Excerto para ler ▸
────

Depressão geriátrica: a microbiota intestinal envolvida na remissão?

A flora microbiana intestinal, já inculpada de envolvimento no funcionamento neuropsiquiátrico por estudos anteriores, poderá permitir prever a resposta ao tratamento da depressão geriátrica, inclusivamente por placebo. E a sua futura, ou não, remissão.

Publicado em 01 Junho 2021
Atualizado em 18 Agosto 2022

Sobre este artigo

Publicado em 01 Junho 2021
Atualizado em 18 Agosto 2022

Verdadeiro problema de saúde pública, a depressão geriátrica poderá afetar até 25% dos idosos, com taxas de remissão mais reduzidas e maiores taxas de recaída do que nos adultos mais jovens. Daí a busca de biomarcadores que permitam prever a resposta aos antidepressivos. Essa busca, até agora sem sucesso, encontra-se atualmente num ponto de viragem: como as interações cérebro-intestino-microbiota modulam as perturbações do estado de espírito e a disbiose intestinal se manifesta para o final da vida, investigadores emitiram a hipótese de a microbiota intestinal permitir prever a resposta ao tratamento antidepressivo na depressão geriátrica. A análise secundária de um ensaio aleatório controlado (12 semanas com Levomilnaciprano (LVM) vs. placebo), realizado na Califórnia com idosos com distúrbio depressivo maior, parece dar-lhes razão.

Géneros bacterianos capazes de prever a remissão

Na impossibilidade de observar as diferenças na taxas de remissão entre os grupos com LVM e com placebo, a análise juntou 4 pacientes tratados e 8 do grupo de controlo. Destes 12 idosos, 5 venceram a depressão (avaliação ≤ 6 na escala de Hamilton): eram mais jovens que a média (67 vs. 74 anos), todos do sexo masculino, mas a sua microbiota intestinal antes do tratamento não apresentava qualquer diferença em termos de diversidade α ou β. Por outro lado, possuía 9 géneros bacterianos que poderão permitir prever com precisão a remissão: uma microbiota enriquecida em Faecalibacterium, e, em menor medida, em Agathobacter e Roseburia será o prenúncio, portanto, do triunfo sobre a depressão.

────

Dados registados ▸
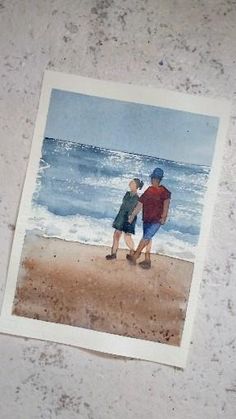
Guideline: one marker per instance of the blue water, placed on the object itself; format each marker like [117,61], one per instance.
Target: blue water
[80,189]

────

Descrição da tarefa ▸
Copie na íntegra o texto sobre a depressão geriátrica e a microbiota intestinal, sem lhe alterar nada.

Resolução da tarefa ▸
Depressão geriátrica: a microbiota intestinal envolvida na remissão?

A flora microbiana intestinal, já inculpada de envolvimento no funcionamento neuropsiquiátrico por estudos anteriores, poderá permitir prever a resposta ao tratamento da depressão geriátrica, inclusivamente por placebo. E a sua futura, ou não, remissão.

Publicado em 01 Junho 2021
Atualizado em 18 Agosto 2022

Sobre este artigo

Publicado em 01 Junho 2021
Atualizado em 18 Agosto 2022

Verdadeiro problema de saúde pública, a depressão geriátrica poderá afetar até 25% dos idosos, com taxas de remissão mais reduzidas e maiores taxas de recaída do que nos adultos mais jovens. Daí a busca de biomarcadores que permitam prever a resposta aos antidepressivos. Essa busca, até agora sem sucesso, encontra-se atualmente num ponto de viragem: como as interações cérebro-intestino-microbiota modulam as perturbações do estado de espírito e a disbiose intestinal se manifesta para o final da vida, investigadores emitiram a hipótese de a microbiota intestinal permitir prever a resposta ao tratamento antidepressivo na depressão geriátrica. A análise secundária de um ensaio aleatório controlado (12 semanas com Levomilnaciprano (LVM) vs. placebo), realizado na Califórnia com idosos com distúrbio depressivo maior, parece dar-lhes razão.

Géneros bacterianos capazes de prever a remissão

Na impossibilidade de observar as diferenças na taxas de remissão entre os grupos com LVM e com placebo, a análise juntou 4 pacientes tratados e 8 do grupo de controlo. Destes 12 idosos, 5 venceram a depressão (avaliação ≤ 6 na escala de Hamilton): eram mais jovens que a média (67 vs. 74 anos), todos do sexo masculino, mas a sua microbiota intestinal antes do tratamento não apresentava qualquer diferença em termos de diversidade α ou β. Por outro lado, possuía 9 géneros bacterianos que poderão permitir prever com precisão a remissão: uma microbiota enriquecida em Faecalibacterium, e, em menor medida, em Agathobacter e Roseburia será o prenúncio, portanto, do triunfo sobre a depressão.